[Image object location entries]
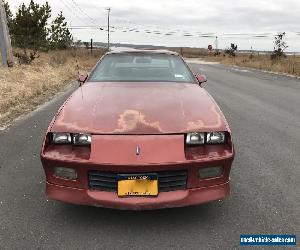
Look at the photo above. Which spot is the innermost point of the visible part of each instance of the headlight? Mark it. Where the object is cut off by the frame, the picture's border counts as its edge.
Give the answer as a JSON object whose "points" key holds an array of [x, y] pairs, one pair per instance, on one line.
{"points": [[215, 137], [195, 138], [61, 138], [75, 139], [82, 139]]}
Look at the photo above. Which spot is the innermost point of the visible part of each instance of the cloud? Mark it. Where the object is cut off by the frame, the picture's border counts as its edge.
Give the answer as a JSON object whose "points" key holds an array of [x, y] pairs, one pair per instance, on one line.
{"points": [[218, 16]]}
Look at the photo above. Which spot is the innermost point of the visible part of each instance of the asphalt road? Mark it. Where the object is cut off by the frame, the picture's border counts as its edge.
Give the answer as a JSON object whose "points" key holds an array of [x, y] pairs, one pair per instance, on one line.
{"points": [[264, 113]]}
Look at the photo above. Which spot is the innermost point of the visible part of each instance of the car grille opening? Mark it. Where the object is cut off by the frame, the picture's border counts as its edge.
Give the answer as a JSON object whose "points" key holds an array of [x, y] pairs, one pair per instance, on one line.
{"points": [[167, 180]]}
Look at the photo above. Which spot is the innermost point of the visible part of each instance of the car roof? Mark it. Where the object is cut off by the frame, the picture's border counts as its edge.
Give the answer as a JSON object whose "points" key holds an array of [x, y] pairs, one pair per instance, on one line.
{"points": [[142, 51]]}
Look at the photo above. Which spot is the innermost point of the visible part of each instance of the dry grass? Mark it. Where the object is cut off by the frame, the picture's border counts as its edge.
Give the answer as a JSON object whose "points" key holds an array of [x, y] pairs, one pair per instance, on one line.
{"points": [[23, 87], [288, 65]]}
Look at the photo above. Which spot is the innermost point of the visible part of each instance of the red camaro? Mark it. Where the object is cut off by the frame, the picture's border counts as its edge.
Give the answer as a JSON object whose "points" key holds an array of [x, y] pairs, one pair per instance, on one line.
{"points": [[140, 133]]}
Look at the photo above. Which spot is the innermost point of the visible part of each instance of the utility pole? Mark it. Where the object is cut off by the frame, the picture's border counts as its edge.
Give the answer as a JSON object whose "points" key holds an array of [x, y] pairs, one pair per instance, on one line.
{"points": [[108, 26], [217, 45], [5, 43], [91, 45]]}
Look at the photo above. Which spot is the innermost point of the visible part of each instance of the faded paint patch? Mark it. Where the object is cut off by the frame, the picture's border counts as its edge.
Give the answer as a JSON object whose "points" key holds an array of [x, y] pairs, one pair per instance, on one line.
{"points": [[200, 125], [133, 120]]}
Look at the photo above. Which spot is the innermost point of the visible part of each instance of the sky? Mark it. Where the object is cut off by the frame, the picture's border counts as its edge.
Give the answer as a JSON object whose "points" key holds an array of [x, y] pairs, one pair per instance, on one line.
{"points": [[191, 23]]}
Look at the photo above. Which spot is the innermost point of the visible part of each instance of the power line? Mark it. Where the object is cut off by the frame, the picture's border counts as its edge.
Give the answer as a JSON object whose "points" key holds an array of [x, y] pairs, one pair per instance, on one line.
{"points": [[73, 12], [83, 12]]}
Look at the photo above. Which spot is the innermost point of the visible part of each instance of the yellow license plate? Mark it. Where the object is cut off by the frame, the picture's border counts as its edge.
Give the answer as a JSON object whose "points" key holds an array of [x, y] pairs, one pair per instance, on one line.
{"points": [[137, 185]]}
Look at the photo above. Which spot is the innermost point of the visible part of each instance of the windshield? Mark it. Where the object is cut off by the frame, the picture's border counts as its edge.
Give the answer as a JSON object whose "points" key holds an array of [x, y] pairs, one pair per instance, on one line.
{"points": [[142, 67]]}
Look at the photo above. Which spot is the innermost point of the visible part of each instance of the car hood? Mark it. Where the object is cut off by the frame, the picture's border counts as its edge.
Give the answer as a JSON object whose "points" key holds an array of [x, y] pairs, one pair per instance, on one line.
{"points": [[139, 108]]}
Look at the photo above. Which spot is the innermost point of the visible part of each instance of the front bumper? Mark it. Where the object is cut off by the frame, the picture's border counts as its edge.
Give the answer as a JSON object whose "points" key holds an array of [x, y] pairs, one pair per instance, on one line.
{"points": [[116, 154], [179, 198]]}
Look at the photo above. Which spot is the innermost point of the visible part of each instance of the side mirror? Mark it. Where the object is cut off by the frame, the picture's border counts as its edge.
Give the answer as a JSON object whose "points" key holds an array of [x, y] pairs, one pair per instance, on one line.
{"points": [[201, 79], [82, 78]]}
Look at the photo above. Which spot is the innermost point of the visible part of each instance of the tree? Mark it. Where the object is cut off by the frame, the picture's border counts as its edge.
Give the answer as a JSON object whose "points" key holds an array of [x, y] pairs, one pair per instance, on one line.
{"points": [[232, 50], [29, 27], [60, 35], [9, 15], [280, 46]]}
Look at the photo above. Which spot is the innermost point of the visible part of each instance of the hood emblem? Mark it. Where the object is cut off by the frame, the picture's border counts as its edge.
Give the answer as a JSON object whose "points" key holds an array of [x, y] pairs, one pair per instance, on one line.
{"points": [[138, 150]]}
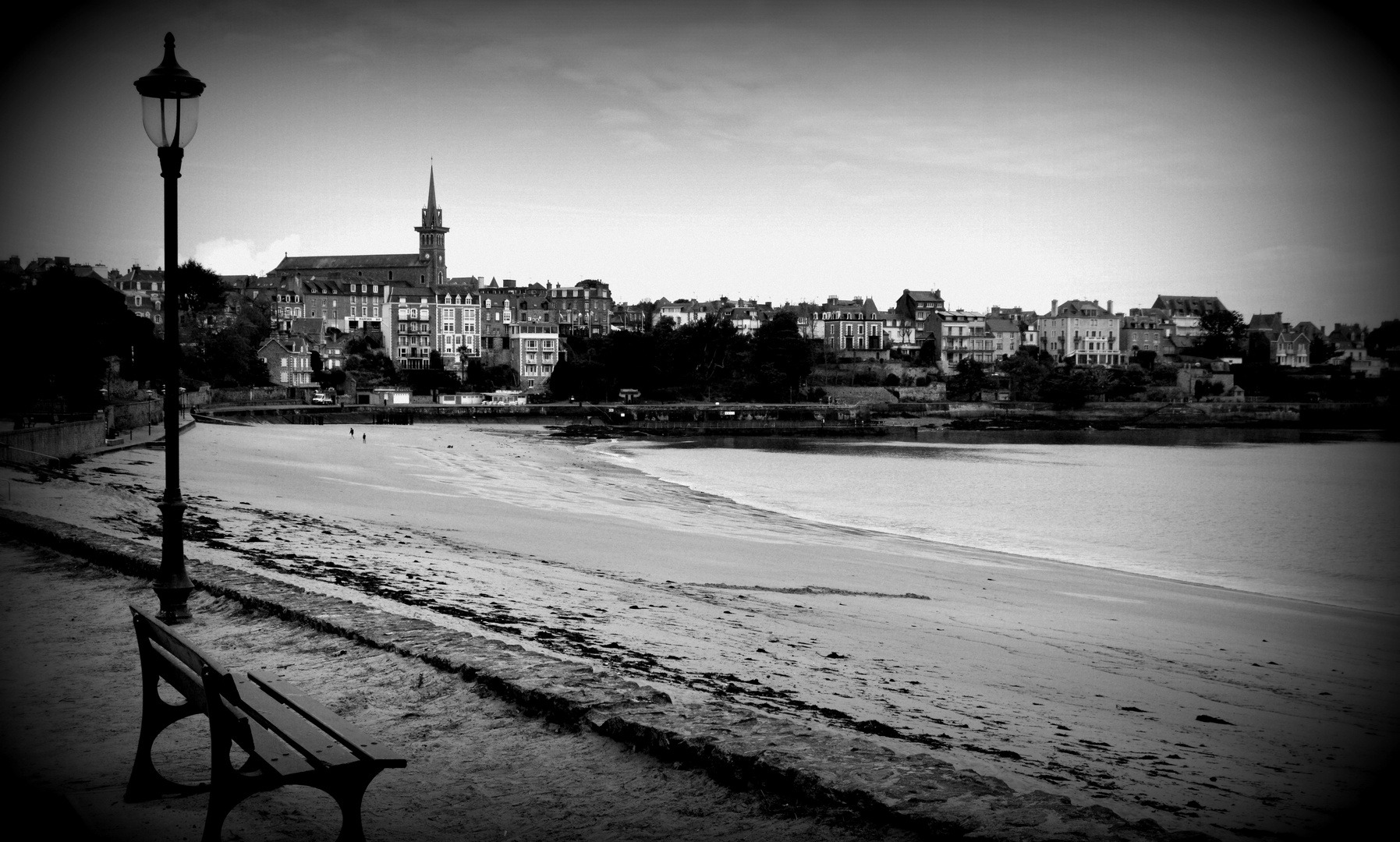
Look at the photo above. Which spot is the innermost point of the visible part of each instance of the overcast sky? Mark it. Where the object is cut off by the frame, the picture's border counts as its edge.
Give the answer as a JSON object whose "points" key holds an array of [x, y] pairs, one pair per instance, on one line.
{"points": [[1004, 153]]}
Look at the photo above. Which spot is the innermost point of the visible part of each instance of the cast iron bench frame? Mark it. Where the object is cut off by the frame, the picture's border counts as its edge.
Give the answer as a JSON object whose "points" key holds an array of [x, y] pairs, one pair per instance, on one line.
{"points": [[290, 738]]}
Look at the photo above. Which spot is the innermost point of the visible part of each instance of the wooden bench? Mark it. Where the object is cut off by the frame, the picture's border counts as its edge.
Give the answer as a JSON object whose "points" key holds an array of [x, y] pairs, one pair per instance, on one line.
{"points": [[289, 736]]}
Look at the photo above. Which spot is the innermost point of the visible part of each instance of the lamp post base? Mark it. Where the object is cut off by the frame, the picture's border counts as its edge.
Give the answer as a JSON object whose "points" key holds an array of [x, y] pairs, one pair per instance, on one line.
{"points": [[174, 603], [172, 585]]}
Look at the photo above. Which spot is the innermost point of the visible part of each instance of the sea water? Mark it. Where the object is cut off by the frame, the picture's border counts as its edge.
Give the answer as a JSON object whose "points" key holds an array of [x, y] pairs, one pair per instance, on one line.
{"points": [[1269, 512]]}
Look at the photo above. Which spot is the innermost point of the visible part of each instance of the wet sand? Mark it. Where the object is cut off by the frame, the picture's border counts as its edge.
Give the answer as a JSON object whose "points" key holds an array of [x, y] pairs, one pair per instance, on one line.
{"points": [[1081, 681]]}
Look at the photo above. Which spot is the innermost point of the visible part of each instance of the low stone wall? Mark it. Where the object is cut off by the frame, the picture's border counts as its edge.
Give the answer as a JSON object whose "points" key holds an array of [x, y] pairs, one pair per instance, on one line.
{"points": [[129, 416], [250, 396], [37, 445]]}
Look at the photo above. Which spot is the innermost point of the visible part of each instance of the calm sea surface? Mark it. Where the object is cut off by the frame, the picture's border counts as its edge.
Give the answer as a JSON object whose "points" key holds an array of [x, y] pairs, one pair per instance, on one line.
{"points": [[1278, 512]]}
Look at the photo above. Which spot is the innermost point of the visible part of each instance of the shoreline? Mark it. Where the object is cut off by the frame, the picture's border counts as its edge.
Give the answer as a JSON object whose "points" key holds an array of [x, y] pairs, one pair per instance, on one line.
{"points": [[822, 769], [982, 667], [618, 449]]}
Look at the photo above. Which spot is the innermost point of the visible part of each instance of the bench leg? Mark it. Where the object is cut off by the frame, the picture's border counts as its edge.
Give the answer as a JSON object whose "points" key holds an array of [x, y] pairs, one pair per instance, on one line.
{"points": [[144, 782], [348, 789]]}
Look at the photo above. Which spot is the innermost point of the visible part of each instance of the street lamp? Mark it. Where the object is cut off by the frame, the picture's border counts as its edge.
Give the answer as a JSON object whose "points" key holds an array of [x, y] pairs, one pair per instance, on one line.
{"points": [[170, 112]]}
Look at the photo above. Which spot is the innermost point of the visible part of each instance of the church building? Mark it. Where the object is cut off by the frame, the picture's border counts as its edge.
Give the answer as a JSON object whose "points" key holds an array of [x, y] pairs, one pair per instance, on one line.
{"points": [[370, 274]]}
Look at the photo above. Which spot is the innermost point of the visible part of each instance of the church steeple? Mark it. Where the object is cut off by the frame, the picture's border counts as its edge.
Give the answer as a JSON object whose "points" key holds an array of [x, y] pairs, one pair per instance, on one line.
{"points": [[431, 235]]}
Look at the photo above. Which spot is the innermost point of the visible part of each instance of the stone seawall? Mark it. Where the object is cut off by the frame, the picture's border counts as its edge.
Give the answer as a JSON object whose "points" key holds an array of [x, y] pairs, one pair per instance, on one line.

*Task to complete*:
Find the line containing "the church building?", then output it and every line after it to the end of the data, exactly.

*Solution for this exercise*:
Look at the photo above. Which spot is the innermost point of the visible part of each instance of the church building? Mark it. Where the object is cut off by the frame, the picture's border counts as its edge.
Give the answer as a JSON object whose "points" key holds an array of [x, y] pairs, one pair per instance, on one line.
{"points": [[370, 274]]}
Look at the photo above. Which spot is the innermost point of the visible part of each instance of the church steeple? Mark it. Where the object is cut off by the frame, the picture's border counts as its edge.
Give the answer as a JSON object whose "points" key holds an array of [x, y] pairs, one pair per instance, on one line.
{"points": [[431, 235]]}
Look at the photo above. Which spot is the innermost point of the visible part of each instance of the stone seawall? Mark it. Where the object is cut off by the frame, the picture's border counts as its edge.
Give the answer as a JSON object whose "points" key holds an array of [x, y] pairs, one pair per instance, on one line.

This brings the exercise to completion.